TASKS TO COMPLETE -
**1.** According to the Roadwarden passage, how many employees' work does a single writer avoid by adding words and branching stories?
**2.** Which things does the Roadwarden passage say players of large-scale video RPGs expect? List all of them.
**3.** In the Roadwarden passage, reproduce the stretch from "A: Let’s start" through "invent the wheel." word for word.

A: Let’s start with what most people would rightly accuse the game of: a massive block of text is the cheapest type of content a game can have. I wrote many scenes that use just the sentences put next to a static picture. Playing large-scale video RPGs one expects unique animations, music adapting to the flow of the scenes, voice actors, lighting, moving faces… My work resembles that of the developers from the ‘70s or ‘80s, though unlike them, I’m not a programming genius, and I do have some points of reference I can rely on. I don’t need to invent the wheel.

I must say, however, that using narration opens many opportunities as well, and can’t be cast aside as a mere replacement. Many of the scenes and interactions portrayed in Roadwarden are there because I could handle them, adding words and branching stories without the baggage of adding the work of another 10 to 40 employees. Some of these events are loud and busy, others are intimate and silent. It takes a wide range of skills to capture all that through sounds, visuals, and acting—but a single writer can handle them.

DATASET -
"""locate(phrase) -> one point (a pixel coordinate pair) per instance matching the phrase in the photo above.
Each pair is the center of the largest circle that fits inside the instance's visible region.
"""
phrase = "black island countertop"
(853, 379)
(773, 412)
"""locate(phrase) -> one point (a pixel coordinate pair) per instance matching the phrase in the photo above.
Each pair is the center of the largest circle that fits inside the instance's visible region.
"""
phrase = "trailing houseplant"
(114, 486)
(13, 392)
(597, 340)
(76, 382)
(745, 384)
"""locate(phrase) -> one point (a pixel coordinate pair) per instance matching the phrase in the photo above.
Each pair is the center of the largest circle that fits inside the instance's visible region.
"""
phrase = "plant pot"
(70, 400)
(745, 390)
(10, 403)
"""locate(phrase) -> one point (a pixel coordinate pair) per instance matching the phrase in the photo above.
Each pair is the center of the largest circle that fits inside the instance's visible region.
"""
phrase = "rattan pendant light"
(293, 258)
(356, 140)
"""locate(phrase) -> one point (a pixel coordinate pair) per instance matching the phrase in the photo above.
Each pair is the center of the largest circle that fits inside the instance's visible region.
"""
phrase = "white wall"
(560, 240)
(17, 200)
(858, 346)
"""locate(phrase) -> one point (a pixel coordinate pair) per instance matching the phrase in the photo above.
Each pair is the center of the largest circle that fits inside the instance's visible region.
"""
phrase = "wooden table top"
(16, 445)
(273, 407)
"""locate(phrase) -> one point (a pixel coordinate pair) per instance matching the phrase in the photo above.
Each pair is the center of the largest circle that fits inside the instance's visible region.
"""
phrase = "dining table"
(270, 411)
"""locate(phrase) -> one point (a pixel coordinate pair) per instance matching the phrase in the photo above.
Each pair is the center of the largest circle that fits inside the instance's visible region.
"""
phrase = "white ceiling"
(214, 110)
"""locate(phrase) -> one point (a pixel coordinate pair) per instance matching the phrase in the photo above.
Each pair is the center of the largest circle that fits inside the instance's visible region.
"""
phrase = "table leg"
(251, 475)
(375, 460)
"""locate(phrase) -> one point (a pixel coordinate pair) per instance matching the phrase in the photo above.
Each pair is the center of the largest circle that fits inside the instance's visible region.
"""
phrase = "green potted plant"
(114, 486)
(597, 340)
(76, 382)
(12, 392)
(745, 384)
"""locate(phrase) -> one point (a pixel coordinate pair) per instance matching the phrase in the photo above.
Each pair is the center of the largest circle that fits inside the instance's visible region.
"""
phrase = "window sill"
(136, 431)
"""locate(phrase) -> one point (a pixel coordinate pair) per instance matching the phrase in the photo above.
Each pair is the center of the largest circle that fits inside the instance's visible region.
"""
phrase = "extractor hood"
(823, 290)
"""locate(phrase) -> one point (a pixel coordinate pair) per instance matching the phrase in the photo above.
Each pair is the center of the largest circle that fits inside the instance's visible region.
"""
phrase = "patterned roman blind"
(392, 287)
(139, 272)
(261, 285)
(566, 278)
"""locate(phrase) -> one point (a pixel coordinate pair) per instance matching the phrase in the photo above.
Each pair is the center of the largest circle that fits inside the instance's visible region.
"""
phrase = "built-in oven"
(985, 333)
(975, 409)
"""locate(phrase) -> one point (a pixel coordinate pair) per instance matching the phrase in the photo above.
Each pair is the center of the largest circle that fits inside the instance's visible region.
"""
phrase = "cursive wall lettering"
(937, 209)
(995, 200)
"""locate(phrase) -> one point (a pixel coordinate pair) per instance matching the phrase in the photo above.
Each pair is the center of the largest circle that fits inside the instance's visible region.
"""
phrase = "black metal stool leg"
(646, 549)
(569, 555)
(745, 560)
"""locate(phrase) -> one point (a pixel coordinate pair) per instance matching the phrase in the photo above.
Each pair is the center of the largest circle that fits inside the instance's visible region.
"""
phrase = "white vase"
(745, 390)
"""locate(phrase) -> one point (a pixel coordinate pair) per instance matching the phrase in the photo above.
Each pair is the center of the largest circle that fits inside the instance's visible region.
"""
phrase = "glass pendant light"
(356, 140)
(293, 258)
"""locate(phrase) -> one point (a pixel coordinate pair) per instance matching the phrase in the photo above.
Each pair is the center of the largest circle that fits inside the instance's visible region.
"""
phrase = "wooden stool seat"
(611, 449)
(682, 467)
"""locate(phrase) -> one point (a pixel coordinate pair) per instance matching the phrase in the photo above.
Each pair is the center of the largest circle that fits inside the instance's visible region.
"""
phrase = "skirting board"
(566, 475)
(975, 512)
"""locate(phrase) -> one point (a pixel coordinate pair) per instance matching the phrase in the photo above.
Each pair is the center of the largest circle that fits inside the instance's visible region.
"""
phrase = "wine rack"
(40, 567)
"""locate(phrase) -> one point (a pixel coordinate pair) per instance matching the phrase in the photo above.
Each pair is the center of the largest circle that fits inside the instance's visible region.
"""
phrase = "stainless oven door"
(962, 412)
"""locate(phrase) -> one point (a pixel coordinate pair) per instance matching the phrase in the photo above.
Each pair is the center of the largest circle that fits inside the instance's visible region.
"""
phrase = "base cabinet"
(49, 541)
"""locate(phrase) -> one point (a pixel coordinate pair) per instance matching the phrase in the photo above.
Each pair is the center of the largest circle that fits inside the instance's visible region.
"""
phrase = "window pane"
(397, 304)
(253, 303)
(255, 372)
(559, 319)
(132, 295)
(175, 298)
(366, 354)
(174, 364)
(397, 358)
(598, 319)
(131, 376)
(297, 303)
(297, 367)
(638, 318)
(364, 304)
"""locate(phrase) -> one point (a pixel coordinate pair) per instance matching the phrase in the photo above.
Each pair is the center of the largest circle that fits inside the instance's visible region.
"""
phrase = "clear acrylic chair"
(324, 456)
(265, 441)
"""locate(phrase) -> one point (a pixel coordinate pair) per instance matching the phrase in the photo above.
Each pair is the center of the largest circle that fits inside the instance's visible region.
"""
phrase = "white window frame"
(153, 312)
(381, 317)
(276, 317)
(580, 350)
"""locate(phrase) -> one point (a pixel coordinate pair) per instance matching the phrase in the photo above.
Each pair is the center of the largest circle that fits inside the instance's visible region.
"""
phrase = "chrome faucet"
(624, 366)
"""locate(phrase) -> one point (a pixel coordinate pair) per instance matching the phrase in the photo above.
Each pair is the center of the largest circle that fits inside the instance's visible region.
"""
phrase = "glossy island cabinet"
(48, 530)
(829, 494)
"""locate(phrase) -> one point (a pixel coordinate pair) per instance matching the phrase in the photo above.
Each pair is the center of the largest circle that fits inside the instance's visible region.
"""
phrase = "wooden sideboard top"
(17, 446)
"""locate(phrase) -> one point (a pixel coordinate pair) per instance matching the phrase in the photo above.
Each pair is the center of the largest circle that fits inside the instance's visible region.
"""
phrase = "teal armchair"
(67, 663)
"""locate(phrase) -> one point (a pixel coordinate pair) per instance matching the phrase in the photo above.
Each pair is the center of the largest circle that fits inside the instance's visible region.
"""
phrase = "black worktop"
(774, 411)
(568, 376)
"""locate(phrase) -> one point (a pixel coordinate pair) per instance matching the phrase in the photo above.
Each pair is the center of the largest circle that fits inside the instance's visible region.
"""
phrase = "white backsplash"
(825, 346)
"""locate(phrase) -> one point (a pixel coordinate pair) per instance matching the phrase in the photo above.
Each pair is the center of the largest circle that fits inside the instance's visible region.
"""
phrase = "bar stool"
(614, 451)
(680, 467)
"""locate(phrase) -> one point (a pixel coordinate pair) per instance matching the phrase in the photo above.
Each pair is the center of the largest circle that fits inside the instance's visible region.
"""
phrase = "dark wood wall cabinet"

ANSWERS TO EACH TASK -
**1.** Another 10 to 40 employees.

**2.** Unique animations, music adapting to the flow of the scenes, voice actors, lighting, and moving faces.

**3.**
A: Let’s start with what most people would rightly accuse the game of: a massive block of text is the cheapest type of content a game can have. I wrote many scenes that use just the sentences put next to a static picture. Playing large-scale video RPGs one expects unique animations, music adapting to the flow of the scenes, voice actors, lighting, moving faces… My work resembles that of the developers from the ‘70s or ‘80s, though unlike them, I’m not a programming genius, and I do have some points of reference I can rely on. I don’t need to invent the wheel.